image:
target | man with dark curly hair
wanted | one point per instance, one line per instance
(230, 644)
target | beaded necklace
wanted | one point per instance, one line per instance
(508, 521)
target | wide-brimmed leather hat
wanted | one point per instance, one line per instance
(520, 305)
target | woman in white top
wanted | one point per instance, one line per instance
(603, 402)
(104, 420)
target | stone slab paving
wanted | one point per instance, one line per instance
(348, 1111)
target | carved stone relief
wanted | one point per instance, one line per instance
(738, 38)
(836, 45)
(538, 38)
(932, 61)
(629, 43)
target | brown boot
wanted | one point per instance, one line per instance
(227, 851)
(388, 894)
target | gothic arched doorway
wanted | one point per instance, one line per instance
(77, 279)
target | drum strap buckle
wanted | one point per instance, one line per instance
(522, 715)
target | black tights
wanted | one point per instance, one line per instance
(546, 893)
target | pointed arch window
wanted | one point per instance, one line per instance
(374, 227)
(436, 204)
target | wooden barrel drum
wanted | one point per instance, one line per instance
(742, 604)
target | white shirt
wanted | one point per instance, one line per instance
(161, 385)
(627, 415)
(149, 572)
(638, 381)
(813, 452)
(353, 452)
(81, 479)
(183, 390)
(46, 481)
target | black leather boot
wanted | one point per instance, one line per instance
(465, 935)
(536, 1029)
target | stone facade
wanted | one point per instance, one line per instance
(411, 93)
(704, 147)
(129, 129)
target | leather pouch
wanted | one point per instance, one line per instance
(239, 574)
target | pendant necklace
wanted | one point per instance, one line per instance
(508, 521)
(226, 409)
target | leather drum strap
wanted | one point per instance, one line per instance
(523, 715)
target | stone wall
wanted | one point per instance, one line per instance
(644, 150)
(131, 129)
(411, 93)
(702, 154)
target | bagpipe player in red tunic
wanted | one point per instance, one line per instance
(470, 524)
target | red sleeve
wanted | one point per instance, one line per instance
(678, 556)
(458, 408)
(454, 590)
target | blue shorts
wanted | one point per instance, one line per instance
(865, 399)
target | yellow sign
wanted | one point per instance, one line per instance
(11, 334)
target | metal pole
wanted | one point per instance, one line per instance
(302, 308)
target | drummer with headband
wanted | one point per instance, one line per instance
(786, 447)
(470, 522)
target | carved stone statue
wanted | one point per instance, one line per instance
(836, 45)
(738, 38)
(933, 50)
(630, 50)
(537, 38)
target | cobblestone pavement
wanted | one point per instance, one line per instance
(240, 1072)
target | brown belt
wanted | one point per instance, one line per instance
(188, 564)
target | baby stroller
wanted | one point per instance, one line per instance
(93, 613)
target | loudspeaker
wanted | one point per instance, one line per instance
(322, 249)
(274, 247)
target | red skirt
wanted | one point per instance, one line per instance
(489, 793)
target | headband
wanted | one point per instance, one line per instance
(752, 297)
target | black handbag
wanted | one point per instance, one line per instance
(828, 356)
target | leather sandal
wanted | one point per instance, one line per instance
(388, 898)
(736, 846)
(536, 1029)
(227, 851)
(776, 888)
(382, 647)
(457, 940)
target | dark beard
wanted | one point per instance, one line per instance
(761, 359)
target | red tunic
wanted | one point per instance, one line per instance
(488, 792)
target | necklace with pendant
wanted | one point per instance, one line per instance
·····
## TASK BRIEF
Reproduce the material above in full, switching every "instance" to "occurrence" and leaving all other text unchanged.

## EXERCISE RESPONSE
image:
target | man with dark curly hair
wanted | one point per occurrence, one line per occurrence
(230, 644)
target | beaded necklace
wanted | one point per occurrence, one line per occurrence
(508, 521)
target | wide-brimmed leather hat
wanted | one point per occurrence, one line per occurrence
(520, 305)
target | woman in white top
wanted | one point per occurrence, one line per occurrence
(603, 402)
(104, 420)
target | stone slab paving
wanted | one point per occurrence, one line per occurrence
(348, 1111)
target | carved stone relief
wanted | one point per occurrence, one line per occurrence
(738, 38)
(836, 45)
(538, 38)
(932, 61)
(629, 43)
target | brown boot
wanted | one point per occurrence, one line per occurrence
(227, 851)
(388, 894)
target | gothic arched doorway
wanted | one point per occurrence, one line per occurrence
(77, 279)
target | drum strap buckle
wanted | one point per occurrence, one line per occurrence
(522, 715)
target | black tights
wanted | one point per occurrence, one line per occurrence
(546, 893)
target | pointed arch window
wanted | one point per occurrence, one line per occurrence
(374, 227)
(436, 204)
target | wooden barrel drum
wanted | one point per occurrence, one line per occurrence
(742, 604)
target | white shirt
wanted | one point per occurrence, one line per occurrence
(161, 385)
(627, 415)
(149, 572)
(638, 381)
(813, 452)
(353, 452)
(81, 479)
(183, 390)
(46, 481)
target | black leather boot
wanted | one point per occurrence, one line per occurrence
(465, 935)
(536, 1029)
target | stone facade
wanted | one point per occurrence, one line per occurrence
(411, 93)
(704, 147)
(129, 129)
target | leather pouch
wanted | one point per occurrence, one line per occurrence
(239, 574)
target | pendant necklace
wanted | one point per occurrence, one line per occurrence
(508, 521)
(226, 409)
target | leather drum strap
wanted | one point per occurrence, one line per occurrence
(523, 715)
target | stone wall
wanted | one point per occurrence, one line per occurrence
(644, 150)
(131, 129)
(411, 93)
(702, 154)
target | bagpipe player in red tunic
wanted | one point per occurrence, one line per occurrence
(470, 524)
target | red sleeve
wanted | one point per occurrence, one line per occurrence
(678, 556)
(458, 408)
(454, 590)
target | blue shorts
wanted | one point per occurrence, one line per occurrence
(865, 399)
target | yellow sign
wanted | one point per occurrence, one line per occurrence
(11, 334)
target | metal pole
wanted | one point per occurrence, one line per occurrence
(302, 308)
target | drummer with headband
wanted | one point per occurrence, one line per occurrence
(786, 447)
(470, 522)
target | carved stone statue
wanted | one point per occurrence, one line per occurrence
(836, 45)
(738, 38)
(933, 50)
(630, 50)
(537, 38)
target | cobblestone pavement
wanted | one point per occurrence, one line per occurrence
(240, 1072)
target | brown belt
wanted | one point per occurrence, one line per occurrence
(188, 564)
target | baby stroller
wanted | one point per occurrence, one line per occurrence
(93, 613)
target | loudspeaker
wanted | one point per occurrence, one line per occurrence
(322, 249)
(274, 247)
target | red skirt
wanted | one point per occurrence, one line per occurrence
(489, 793)
target | headband
wanted | one point per occurrence, one line per occurrence
(752, 297)
target | black handbag
wanted | one point per occurrence, one line per occurrence
(828, 356)
target | leather sandal
wanted | one point per occurrence, one line per occurrence
(388, 898)
(736, 846)
(536, 1029)
(227, 851)
(776, 888)
(382, 647)
(457, 940)
target | dark beard
wanted | one point per occurrence, one line per occurrence
(761, 359)
target | red tunic
wanted | one point per occurrence, one line per occurrence
(488, 792)
target | necklace with pendant
wanted | one point per occurrence, one line per occurrence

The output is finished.